*WORKING DATA:*
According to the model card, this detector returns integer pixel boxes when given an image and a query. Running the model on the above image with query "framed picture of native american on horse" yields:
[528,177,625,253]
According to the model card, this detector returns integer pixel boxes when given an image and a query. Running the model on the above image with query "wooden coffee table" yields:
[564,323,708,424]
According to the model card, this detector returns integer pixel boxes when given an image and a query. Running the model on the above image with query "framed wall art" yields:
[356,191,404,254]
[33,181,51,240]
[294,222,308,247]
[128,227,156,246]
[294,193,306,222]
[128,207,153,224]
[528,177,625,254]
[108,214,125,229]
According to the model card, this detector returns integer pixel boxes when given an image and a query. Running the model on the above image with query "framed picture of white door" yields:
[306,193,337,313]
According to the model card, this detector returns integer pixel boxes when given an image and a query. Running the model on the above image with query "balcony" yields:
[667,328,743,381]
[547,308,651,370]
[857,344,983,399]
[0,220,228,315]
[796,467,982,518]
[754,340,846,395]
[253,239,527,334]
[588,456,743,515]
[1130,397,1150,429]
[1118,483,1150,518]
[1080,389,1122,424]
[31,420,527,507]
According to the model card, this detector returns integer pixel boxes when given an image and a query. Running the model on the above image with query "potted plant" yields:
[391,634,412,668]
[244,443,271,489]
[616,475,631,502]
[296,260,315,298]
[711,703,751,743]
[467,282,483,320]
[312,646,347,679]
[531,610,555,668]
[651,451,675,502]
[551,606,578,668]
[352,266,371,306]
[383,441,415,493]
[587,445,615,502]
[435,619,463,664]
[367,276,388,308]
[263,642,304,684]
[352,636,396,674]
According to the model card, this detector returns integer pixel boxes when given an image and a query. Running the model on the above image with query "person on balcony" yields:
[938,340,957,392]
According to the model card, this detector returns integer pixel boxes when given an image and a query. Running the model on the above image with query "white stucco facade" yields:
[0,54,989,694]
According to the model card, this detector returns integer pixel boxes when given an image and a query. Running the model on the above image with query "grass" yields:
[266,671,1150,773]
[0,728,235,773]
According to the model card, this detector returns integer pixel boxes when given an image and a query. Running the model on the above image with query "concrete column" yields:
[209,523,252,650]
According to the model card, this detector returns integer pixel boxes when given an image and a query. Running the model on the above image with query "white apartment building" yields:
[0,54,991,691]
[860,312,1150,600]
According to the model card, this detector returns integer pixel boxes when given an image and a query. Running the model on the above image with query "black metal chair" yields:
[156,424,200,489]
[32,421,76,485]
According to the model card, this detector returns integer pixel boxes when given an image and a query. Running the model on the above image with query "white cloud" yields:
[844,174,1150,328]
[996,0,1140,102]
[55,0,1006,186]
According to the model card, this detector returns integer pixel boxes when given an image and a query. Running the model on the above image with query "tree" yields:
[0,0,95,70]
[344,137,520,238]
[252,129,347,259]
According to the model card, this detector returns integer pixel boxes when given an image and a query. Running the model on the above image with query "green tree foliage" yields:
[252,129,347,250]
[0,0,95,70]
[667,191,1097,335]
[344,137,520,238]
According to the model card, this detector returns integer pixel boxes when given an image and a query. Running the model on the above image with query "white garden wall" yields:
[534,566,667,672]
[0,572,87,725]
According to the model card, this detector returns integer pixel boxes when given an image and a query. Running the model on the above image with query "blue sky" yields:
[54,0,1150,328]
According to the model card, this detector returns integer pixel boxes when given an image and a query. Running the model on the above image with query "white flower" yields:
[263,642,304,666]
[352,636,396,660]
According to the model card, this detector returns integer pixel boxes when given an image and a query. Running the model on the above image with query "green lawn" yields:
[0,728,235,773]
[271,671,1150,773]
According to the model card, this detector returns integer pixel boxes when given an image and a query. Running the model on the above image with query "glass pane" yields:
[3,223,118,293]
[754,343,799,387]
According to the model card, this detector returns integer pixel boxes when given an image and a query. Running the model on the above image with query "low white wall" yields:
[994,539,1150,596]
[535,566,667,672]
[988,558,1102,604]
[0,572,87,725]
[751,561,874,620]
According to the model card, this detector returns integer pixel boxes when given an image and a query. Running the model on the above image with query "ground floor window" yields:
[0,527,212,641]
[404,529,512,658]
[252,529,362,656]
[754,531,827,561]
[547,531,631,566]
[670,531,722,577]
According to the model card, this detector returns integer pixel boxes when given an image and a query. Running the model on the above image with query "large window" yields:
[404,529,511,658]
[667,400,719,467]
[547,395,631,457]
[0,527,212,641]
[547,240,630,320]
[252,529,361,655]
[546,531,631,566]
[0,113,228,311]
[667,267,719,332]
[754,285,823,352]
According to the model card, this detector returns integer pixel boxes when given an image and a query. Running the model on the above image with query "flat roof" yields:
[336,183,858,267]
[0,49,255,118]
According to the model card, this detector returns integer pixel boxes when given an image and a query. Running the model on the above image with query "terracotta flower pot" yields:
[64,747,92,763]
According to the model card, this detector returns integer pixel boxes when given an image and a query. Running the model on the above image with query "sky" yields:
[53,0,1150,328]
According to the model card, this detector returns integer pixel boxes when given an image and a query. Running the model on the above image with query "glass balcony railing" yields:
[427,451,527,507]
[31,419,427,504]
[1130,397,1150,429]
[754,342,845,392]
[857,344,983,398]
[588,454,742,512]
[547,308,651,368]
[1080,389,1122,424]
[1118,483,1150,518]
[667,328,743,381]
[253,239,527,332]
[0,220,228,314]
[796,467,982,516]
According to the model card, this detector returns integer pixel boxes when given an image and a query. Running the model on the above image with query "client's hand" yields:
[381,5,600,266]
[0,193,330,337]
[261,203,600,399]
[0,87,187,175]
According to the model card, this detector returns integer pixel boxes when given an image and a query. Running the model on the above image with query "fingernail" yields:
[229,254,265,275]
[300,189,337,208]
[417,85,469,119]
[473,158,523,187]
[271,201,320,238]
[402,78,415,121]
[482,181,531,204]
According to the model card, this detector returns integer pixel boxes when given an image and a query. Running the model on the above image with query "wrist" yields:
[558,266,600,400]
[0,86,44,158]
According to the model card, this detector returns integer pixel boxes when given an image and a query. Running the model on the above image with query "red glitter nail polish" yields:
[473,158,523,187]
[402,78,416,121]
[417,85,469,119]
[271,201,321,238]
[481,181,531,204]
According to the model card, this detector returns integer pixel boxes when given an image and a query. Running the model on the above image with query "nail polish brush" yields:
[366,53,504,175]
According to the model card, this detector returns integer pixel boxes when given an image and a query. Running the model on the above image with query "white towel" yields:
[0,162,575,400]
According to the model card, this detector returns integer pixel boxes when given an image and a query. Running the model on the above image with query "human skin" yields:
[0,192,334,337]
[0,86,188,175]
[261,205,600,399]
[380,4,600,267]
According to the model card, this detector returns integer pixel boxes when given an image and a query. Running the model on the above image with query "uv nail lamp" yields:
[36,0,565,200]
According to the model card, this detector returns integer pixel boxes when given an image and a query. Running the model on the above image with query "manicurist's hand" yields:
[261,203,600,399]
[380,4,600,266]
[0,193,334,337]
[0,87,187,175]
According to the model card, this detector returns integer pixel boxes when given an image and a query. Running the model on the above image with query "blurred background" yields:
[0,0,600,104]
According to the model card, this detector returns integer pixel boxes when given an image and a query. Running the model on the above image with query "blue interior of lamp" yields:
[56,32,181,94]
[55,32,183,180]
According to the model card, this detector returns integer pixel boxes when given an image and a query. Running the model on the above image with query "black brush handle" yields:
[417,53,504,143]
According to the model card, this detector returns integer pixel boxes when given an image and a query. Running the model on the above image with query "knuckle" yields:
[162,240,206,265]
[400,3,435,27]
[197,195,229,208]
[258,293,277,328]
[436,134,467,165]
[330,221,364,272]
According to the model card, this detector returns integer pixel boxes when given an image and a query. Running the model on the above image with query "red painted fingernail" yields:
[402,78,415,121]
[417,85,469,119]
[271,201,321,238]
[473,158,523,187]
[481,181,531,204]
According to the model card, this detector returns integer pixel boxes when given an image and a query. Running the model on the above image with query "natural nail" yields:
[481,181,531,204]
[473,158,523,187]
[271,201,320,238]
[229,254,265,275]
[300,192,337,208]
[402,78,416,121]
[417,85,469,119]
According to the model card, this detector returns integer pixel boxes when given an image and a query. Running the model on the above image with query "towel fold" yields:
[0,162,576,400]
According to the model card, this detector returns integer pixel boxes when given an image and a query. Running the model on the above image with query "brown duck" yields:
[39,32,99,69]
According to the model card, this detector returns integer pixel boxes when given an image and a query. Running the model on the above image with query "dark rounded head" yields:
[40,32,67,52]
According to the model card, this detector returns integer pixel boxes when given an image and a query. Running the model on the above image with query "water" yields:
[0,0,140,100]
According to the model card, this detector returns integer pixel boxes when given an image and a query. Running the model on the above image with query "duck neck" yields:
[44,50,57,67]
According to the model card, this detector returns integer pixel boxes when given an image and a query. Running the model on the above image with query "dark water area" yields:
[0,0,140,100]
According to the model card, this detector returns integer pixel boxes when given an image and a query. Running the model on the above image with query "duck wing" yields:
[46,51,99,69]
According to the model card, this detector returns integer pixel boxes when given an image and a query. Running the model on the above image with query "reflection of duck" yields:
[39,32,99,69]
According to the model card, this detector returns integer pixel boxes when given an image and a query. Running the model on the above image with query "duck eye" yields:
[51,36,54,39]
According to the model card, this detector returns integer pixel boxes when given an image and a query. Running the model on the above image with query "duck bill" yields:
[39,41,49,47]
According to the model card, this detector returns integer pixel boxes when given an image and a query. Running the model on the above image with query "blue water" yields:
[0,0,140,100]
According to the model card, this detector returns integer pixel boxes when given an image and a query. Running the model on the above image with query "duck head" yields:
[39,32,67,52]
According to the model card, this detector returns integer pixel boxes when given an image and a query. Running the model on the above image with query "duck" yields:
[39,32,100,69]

*WHAT THIS TASK INVOLVES:* Copy verbatim every line from the first one through the line containing "[528,177,625,253]", with both ends included.

*SOLUTION FOR THIS EXERCISE:*
According to the model card, this detector returns integer pixel boxes when given an image and a query. Running the model on the above image with query "framed picture of native american on horse" yields:
[528,177,625,253]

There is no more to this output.